▶ **WHAT YOU SHOULD DO**
Will you give the material below again, every line exactly as it is?

** START OF RECORDED INFORMATION **

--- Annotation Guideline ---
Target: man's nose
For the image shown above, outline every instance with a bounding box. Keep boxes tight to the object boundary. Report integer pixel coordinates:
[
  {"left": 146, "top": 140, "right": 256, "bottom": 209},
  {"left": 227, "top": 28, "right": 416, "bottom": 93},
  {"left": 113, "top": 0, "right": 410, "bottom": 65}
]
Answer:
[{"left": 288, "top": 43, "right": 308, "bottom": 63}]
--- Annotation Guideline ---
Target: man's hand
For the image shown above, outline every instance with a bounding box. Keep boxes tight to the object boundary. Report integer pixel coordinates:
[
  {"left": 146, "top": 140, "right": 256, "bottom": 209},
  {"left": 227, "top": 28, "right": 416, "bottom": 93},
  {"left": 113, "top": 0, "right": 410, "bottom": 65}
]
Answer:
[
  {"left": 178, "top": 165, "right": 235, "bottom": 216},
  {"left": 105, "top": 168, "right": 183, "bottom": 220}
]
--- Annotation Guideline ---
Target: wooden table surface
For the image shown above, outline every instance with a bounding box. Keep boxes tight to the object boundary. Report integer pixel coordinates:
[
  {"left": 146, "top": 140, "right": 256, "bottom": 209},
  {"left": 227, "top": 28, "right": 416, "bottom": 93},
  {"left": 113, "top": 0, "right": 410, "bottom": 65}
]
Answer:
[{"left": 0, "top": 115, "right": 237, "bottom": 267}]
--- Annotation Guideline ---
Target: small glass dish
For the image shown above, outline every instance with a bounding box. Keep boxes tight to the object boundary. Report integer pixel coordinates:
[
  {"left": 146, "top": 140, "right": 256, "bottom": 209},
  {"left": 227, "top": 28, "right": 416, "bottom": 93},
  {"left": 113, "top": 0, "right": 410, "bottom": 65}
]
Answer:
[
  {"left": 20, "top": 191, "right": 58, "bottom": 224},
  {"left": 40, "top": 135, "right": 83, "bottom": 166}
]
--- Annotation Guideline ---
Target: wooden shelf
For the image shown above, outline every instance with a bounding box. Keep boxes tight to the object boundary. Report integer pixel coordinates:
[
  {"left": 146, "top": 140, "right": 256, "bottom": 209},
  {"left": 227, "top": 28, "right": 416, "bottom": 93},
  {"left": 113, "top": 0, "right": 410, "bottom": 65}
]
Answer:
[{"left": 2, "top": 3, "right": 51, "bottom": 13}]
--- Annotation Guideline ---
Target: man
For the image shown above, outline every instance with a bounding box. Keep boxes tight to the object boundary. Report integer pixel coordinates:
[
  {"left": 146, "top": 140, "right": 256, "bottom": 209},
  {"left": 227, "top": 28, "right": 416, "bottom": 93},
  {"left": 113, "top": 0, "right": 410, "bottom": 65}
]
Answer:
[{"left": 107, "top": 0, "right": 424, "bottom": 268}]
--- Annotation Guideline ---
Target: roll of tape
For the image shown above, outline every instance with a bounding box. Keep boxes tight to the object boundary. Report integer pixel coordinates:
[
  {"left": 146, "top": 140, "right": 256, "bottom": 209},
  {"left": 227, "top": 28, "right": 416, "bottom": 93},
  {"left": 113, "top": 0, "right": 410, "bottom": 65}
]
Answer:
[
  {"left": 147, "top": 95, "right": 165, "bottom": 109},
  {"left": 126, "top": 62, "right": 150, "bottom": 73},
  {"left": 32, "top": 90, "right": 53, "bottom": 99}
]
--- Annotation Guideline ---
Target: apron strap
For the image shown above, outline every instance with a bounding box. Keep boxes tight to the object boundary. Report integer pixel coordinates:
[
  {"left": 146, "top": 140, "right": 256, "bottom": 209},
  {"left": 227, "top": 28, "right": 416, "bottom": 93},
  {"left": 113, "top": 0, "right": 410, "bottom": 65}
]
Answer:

** END OF RECORDED INFORMATION **

▶ **EXERCISE SOLUTION**
--- Annotation Guideline ---
Target: man's nose
For the image shown above, outline every instance with a bounding box. Keep boxes tight to the object boundary. Report integer pixel coordinates:
[
  {"left": 146, "top": 140, "right": 256, "bottom": 209},
  {"left": 227, "top": 28, "right": 416, "bottom": 93},
  {"left": 113, "top": 0, "right": 410, "bottom": 65}
]
Answer:
[{"left": 288, "top": 43, "right": 308, "bottom": 63}]
--- Annotation Guideline ---
Target: man's hand
For the image shown above, outline every instance with a bounding box. Keep boxes tight to the object boundary. Report integer pixel coordinates:
[
  {"left": 146, "top": 140, "right": 256, "bottom": 209},
  {"left": 227, "top": 28, "right": 416, "bottom": 93},
  {"left": 113, "top": 0, "right": 410, "bottom": 65}
]
Answer:
[
  {"left": 178, "top": 165, "right": 235, "bottom": 216},
  {"left": 105, "top": 168, "right": 183, "bottom": 220}
]
--- Annotation Guideline ---
Target: wooden table surface
For the image shown above, outline every instance with a bounding box. Keep boxes tight to the object boundary. Report integer pixel coordinates:
[
  {"left": 146, "top": 140, "right": 256, "bottom": 209},
  {"left": 227, "top": 28, "right": 416, "bottom": 93},
  {"left": 113, "top": 0, "right": 410, "bottom": 65}
]
Answer:
[{"left": 0, "top": 115, "right": 237, "bottom": 267}]
--- Annotation Guideline ---
Target: small glass dish
For the image shown above, outline every instance with a bounding box. Keep boxes tight to the object boundary. Report integer pixel coordinates:
[
  {"left": 146, "top": 140, "right": 256, "bottom": 209},
  {"left": 227, "top": 28, "right": 416, "bottom": 93},
  {"left": 113, "top": 0, "right": 410, "bottom": 65}
]
Answer:
[
  {"left": 20, "top": 191, "right": 58, "bottom": 224},
  {"left": 40, "top": 135, "right": 83, "bottom": 166}
]
--- Annotation Guideline ---
Target: wooden shelf
For the image shown above, outline every instance with a bounding box. Keep boxes tight to the object boundary. Report integer pixel coordinates:
[
  {"left": 146, "top": 140, "right": 256, "bottom": 209},
  {"left": 227, "top": 28, "right": 416, "bottom": 93},
  {"left": 113, "top": 0, "right": 410, "bottom": 65}
]
Answer:
[{"left": 2, "top": 3, "right": 51, "bottom": 13}]
--- Annotation Guideline ---
Target: man
For the image shown above, outline every instance with a bounding box. Keep boxes tight to the object boundary. Report integer pixel coordinates:
[
  {"left": 146, "top": 140, "right": 256, "bottom": 209},
  {"left": 227, "top": 28, "right": 416, "bottom": 93},
  {"left": 113, "top": 0, "right": 410, "bottom": 65}
]
Answer:
[{"left": 107, "top": 0, "right": 424, "bottom": 268}]
--- Annotation Guideline ---
Target: roll of tape
For the image shown above, outline every instance with a bounding box. Keep boxes tight to the object boundary. Report integer pixel coordinates:
[
  {"left": 146, "top": 140, "right": 256, "bottom": 209},
  {"left": 227, "top": 28, "right": 416, "bottom": 93},
  {"left": 113, "top": 0, "right": 410, "bottom": 65}
]
Answer:
[
  {"left": 147, "top": 95, "right": 165, "bottom": 109},
  {"left": 126, "top": 62, "right": 150, "bottom": 73},
  {"left": 32, "top": 90, "right": 53, "bottom": 99}
]
--- Annotation Guideline ---
Target: apron strap
For the image shown above, outline every instance with a bounding box. Keep boxes tight to the object boundary. Report integer pixel coordinates:
[
  {"left": 146, "top": 140, "right": 256, "bottom": 209},
  {"left": 227, "top": 28, "right": 416, "bottom": 93},
  {"left": 113, "top": 0, "right": 410, "bottom": 65}
]
Answer:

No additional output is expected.